Please copy down every one of the records below word for word, and leave the pictures out.

Input material
^^^^^^^^
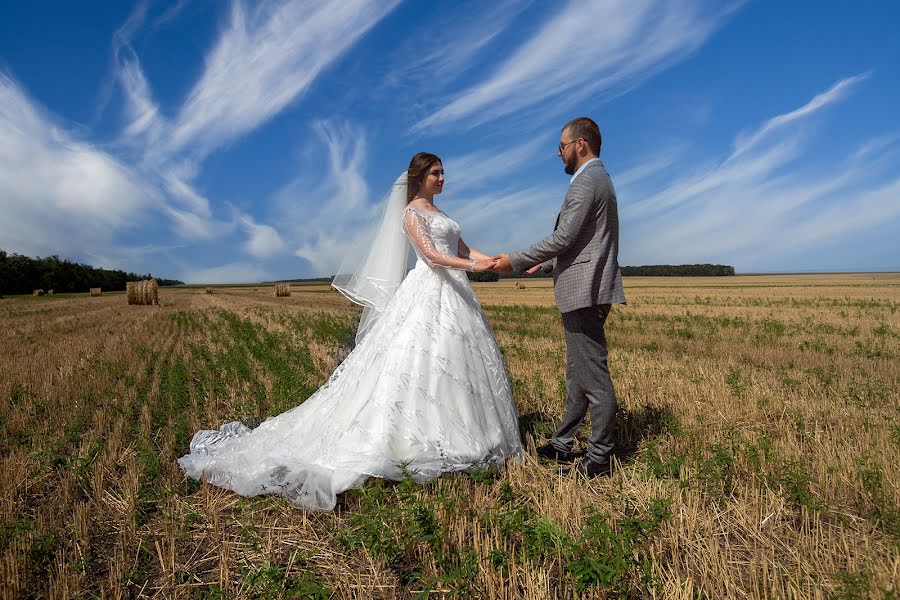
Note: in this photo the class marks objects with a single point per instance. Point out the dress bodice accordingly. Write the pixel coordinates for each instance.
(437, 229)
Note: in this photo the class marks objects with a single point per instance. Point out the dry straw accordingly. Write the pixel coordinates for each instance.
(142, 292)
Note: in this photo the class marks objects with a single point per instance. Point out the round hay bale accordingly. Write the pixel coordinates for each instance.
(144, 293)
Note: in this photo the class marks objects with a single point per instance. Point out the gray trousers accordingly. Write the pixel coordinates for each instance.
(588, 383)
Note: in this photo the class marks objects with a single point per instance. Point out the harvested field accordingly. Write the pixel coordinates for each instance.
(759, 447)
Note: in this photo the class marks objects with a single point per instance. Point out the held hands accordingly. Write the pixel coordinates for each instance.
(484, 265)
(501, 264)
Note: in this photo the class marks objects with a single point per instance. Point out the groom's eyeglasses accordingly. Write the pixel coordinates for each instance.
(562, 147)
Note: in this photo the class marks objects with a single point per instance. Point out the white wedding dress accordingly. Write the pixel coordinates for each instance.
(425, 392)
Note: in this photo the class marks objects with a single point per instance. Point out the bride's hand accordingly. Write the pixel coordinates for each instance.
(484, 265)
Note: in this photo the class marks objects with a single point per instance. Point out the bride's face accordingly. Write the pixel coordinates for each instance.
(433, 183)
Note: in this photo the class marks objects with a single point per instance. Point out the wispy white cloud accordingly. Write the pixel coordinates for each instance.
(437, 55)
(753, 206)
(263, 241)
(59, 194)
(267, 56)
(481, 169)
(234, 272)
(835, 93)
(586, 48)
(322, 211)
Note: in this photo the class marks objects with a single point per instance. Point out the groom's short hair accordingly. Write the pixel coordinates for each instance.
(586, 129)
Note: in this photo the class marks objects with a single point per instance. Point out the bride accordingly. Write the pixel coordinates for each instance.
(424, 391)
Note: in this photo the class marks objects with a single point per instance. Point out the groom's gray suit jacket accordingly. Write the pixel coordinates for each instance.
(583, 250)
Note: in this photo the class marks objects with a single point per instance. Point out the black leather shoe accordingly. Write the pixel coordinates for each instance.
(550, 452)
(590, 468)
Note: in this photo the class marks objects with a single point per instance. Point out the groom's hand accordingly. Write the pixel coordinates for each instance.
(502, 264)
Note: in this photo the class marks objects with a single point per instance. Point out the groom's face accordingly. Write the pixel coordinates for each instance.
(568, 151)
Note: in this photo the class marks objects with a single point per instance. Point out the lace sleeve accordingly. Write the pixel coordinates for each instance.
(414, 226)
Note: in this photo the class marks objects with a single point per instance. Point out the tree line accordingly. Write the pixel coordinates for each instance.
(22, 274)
^^^^^^^^
The completed task
Note: in this photo the class marks objects with a single point per instance. Point out the dress bodice accordingly. Write the pixel coordinates for each instance.
(437, 229)
Note: in this photo the class marks objects with a single point per instance. Point out the dry straw accordingly. Write the pixel coordinates for each instance.
(142, 292)
Note: in this photo the class marks objects with a single point per instance. Point out the round hay bale accordingly. Write the pixel coordinates for each instance.
(144, 293)
Note: in this photo the class marks objects with a single point per instance. Point out the gray trousers accordingly. Write the pixel coordinates for each instance.
(588, 383)
Note: in this photo the class marks objects with a single point per instance. Point out the harvested field accordingly. Write the pixel coordinates for each instance.
(759, 447)
Note: in this photo the class marks objects with a single point per instance. Point out the held hands accordingly. Write the pixel coordinates for each instance.
(484, 265)
(501, 264)
Note: in this photo the class marks objects with a single point per instance. Point out the groom's eyeglasses accordingly. Write the pixel coordinates for each instance.
(562, 147)
Note: in this photo the class marks objects with a single point per instance. Point out the white wedding dress accordingly. Write the pixel coordinates for each instance.
(425, 392)
Note: in this photo the class marks objects with a single point per instance. Point out the bride's hand accordingly. Write the pixel coordinates for each instance.
(484, 265)
Note: in this photo the class marks objects with a single point per instance. Point out the bride's face accordingly. Write the pixel coordinates for each instance.
(433, 183)
Note: in this photo the class marks objects with a single point per instance. Point out the wispy white cloud accordingly. Write the pixel coordinates for each instance.
(437, 55)
(753, 206)
(263, 241)
(59, 194)
(267, 56)
(481, 169)
(234, 272)
(835, 93)
(586, 48)
(322, 211)
Note: in this photo the class marks objects with a single point per instance. Point out the groom's short hair accordingly. Write the pixel coordinates for each instance.
(586, 129)
Note: in this photo the class marks objects with a single point per instance. Point out the bride accordingly. Write the pixel coordinates for each instance.
(424, 391)
Note: in this photo the class marks objects with a single point per instance. Point out the groom's gray suit jacket accordingly. Write the pixel coordinates for each instance.
(583, 250)
Note: in this photo the class marks objects with a single point per instance. Point out the black leather shoe accordingly. Write the pixel coordinates for each instance.
(550, 452)
(590, 468)
Note: in this photo the class marks objects with a single point per instance. Point out the groom's hand accordingly. Write the pixel coordinates for each instance.
(502, 264)
Note: in this photo the class marks objects with a single point per instance. Point out the groom's face accordingly. Write the pixel coordinates for each instance.
(568, 151)
Note: in this photo the class marks objects with a single point per instance. Point out the lace sleeve accordingly. Write the pixel coordinates for each instance.
(414, 226)
Note: in this photo the class marks objects with a single point per instance. Point out the tree line accordingly. Write the pixel coordinates for each instance.
(22, 274)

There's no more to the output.